LESETEXT →
Stil – zwei Beispiele: Modigliani und Morandi

Bei den Texten zu Beckmann und Feininger fiel mir wieder einmal auf, dass manche Künstler lebenslang einen eigenen Stil beibehalten, den sie zwar weiterentwickeln, aber nicht zugunsten einer anderen Arbeitsweise aufgeben. Dagegen hatten Künstler, wie Picasso mit seinen roten und blauen Phasen, dem synthetischen und dem analytischen Kubismus, seinen freieren Gestaltungen bis hin zu seinem farbenfrohen Spätwerk, oder noch deutlicher Gerhard Richter, der sich ohne Übergang völlig neuen Ausdrucksformen zuwendete, mehrere Stilwechsel im Laufe ihres Schaffens.

Einteilungen, wie „Stil“, oder „Individualisten und Außenseiter“ (10.10.21) sind ja sehr subjektiv, vielleicht sogar willkürlich, aber Kunst ist subjektiv. Auch kunstgeschichtliche Epochen sind, was die konkreten Zeiträume angeht nur ungefähr genau. Ich halte mich in dem Fall an den französischen Philosophen Michel Foucault, der meinte, eine schlechte Ordnung sei besser, als gar keine Ordnung. Subjektiv ist auch diese Auswahl, denn es ließen sich zahlreiche Künstler finden, die ebnfalls ihrem eigenen Stil treu geblieben sind.

Amedeo Modigliani, Selbstportrait, 1919, MUSEU DE ARTE CONTEMPORÂNEA
da Universidade de São Paulo. Bild : Lucas Pretti, flickr. (CC BY-NC2.0)

Amedeo Modigliani (1884 – 1920) besuchte zunächst die Kunstakademien in Florenz und Venedig, zog 1906 nach Paris und lernte dort die modernen Künstler kennen, u.a. Picasso, Juan Gris und Kees van Dongen. Er ließ sich vom Kubismus inspirieren, lernte Brancusi kennen, der ihn zur Bildhauerei animierte. Dessen reduzierte Formen und afrikanische Plastiken, mit denen man sich in Paris beschäftigte, führten zu Modiglianis Formensprache mit den länglichen Gesichtern und den Mandelaugen. Das Selbstportrait oben galt lange als sein einziges und entstand kurz vor seinem Tod. Ein zweites wurde zunächst seiner Partnerin Jeanne Hébuterne zugeschrieben stammt aber auch von ihm.

ARBEITSAUFTRÄGE →
**1)** Wie lautet im Text über Stil die Stelle von „Bei den Texten“ bis einschließlich „Laufe ihres Schaffens.“? Wiederholen Sie sie wörtlich.
**2)** Beantworten Sie anhand des Textes über Stil:
(a) In welchem Jahr zog Modigliani nach Paris?
(b) Welcher französische Philosoph wird im Text genannt?
(c) Wem wurde das zweite Selbstportrait Modiglianis zunächst zugeschrieben?
**3)** Warum bezeichnet der Text über Stil die eigene Auswahl der Künstler als subjektiv? Antworten Sie in ein bis drei Sätzen.

EXTRAHIERTE DATEN →
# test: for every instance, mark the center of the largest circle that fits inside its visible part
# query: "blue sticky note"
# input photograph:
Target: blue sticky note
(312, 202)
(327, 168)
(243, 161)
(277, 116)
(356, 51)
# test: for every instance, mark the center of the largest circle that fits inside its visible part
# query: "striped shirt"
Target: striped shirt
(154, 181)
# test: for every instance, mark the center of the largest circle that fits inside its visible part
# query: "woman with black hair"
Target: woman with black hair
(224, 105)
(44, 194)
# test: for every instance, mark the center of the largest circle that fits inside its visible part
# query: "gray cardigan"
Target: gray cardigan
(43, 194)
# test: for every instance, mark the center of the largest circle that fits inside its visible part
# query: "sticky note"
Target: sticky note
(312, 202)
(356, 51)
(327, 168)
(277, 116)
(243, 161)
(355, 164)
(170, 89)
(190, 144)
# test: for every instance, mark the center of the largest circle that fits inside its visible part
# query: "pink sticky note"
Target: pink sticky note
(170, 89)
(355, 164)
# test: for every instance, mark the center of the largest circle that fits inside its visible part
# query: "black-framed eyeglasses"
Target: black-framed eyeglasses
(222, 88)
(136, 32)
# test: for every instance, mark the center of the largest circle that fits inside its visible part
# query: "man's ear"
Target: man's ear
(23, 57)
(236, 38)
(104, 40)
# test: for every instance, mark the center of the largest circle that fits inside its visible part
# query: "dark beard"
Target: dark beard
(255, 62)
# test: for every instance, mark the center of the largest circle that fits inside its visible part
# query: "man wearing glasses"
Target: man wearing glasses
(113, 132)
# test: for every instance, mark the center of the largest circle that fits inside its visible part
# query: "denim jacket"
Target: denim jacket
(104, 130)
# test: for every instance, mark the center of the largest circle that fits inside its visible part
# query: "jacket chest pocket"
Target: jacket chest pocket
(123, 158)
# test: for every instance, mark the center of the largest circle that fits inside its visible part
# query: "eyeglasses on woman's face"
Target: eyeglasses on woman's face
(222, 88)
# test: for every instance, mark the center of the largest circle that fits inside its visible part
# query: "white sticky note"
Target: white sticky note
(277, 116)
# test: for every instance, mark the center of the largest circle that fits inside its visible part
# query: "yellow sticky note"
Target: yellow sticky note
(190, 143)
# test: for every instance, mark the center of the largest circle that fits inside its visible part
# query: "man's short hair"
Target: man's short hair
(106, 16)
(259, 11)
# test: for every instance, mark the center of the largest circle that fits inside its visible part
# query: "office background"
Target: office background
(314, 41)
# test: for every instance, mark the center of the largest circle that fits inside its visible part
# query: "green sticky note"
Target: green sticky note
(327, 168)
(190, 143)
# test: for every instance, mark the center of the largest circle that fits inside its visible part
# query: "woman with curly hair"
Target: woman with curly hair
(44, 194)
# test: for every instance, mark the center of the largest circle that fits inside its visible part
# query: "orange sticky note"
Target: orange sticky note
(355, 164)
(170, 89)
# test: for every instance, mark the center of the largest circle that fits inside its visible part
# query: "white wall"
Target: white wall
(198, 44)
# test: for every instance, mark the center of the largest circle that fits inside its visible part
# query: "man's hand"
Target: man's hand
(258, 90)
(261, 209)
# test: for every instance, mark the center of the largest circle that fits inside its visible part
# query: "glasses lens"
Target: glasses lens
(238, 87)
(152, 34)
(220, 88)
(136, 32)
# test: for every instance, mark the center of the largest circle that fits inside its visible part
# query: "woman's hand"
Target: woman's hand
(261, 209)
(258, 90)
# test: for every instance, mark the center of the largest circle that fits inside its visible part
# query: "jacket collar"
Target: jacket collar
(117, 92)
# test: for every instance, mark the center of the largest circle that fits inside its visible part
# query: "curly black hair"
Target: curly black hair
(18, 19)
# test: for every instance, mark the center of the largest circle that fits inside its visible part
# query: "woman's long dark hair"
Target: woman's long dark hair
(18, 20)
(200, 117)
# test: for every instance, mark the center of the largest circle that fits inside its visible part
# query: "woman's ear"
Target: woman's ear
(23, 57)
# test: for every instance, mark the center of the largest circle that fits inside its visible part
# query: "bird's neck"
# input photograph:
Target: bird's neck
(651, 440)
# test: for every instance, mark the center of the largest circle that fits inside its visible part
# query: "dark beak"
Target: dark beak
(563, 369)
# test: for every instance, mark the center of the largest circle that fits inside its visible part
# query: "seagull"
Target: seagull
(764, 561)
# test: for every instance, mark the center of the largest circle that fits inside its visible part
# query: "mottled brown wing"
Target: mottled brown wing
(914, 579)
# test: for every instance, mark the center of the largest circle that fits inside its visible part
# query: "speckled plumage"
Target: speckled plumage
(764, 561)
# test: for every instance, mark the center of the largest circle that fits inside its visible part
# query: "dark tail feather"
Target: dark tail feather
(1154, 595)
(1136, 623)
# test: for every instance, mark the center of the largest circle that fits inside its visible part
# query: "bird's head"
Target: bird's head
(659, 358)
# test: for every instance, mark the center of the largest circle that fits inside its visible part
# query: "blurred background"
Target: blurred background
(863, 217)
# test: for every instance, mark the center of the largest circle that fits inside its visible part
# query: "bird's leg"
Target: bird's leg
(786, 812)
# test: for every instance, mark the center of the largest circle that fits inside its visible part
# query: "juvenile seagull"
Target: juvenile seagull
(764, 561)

* * *

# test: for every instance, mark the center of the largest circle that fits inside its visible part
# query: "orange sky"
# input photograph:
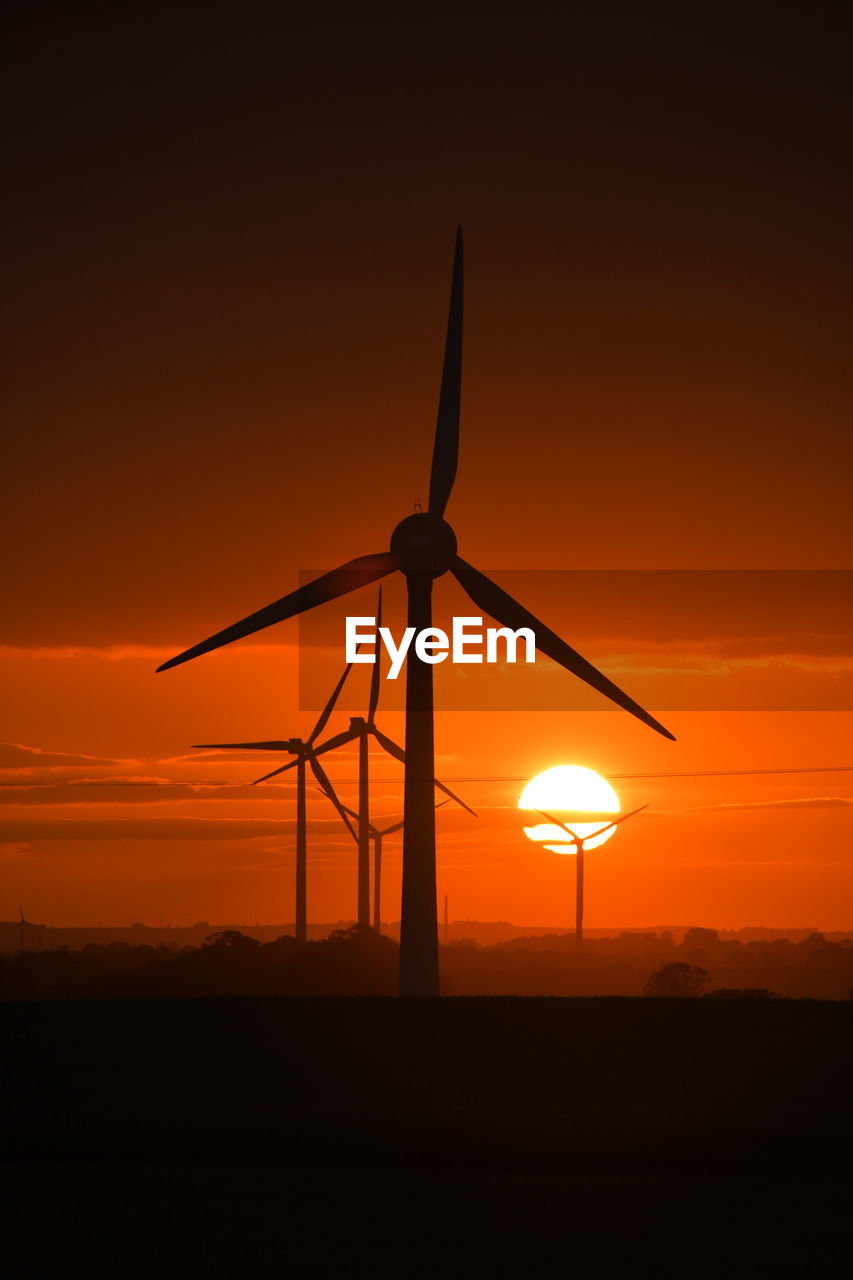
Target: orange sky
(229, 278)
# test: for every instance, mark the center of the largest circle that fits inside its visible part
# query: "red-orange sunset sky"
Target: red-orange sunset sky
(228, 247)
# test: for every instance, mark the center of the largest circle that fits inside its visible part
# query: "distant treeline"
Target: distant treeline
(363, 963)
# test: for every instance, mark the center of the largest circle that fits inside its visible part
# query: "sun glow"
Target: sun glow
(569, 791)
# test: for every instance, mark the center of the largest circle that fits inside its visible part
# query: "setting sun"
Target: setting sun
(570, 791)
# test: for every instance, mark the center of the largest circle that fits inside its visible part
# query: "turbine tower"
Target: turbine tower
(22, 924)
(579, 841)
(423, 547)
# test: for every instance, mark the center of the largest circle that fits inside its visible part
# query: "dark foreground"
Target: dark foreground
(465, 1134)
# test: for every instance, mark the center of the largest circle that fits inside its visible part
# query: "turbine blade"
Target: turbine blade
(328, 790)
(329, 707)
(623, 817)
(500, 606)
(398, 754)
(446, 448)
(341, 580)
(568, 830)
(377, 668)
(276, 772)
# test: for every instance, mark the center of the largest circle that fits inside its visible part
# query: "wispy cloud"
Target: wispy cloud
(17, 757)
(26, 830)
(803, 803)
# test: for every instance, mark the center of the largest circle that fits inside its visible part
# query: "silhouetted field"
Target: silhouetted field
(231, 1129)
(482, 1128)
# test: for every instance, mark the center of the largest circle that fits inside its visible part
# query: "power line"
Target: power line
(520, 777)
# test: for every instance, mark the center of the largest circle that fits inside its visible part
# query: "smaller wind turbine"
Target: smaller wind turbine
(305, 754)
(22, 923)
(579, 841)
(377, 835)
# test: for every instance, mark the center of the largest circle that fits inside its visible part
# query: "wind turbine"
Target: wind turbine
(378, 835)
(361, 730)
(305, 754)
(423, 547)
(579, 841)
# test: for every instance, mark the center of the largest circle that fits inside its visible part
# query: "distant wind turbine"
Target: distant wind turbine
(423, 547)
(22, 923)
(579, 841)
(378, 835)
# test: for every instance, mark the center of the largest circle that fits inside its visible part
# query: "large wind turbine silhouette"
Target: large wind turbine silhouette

LÖSUNGEN →
**1)**
Bei den Texten zu Beckmann und Feininger fiel mir wieder einmal auf, dass manche Künstler lebenslang einen eigenen Stil beibehalten, den sie zwar weiterentwickeln, aber nicht zugunsten einer anderen Arbeitsweise aufgeben. Dagegen hatten Künstler, wie Picasso mit seinen roten und blauen Phasen, dem synthetischen und dem analytischen Kubismus, seinen freieren Gestaltungen bis hin zu seinem farbenfrohen Spätwerk, oder noch deutlicher Gerhard Richter, der sich ohne Übergang völlig neuen Ausdrucksformen zuwendete, mehrere Stilwechsel im Laufe ihres Schaffens.

**2)**
(a) 1906
(b) Michel Foucault
(c) Seiner Partnerin Jeanne Hébuterne

**3)** Die Auswahl ist subjektiv, weil sich zahlreiche weitere Künstler finden ließen, die ebenfalls ihrem eigenen Stil treu geblieben sind.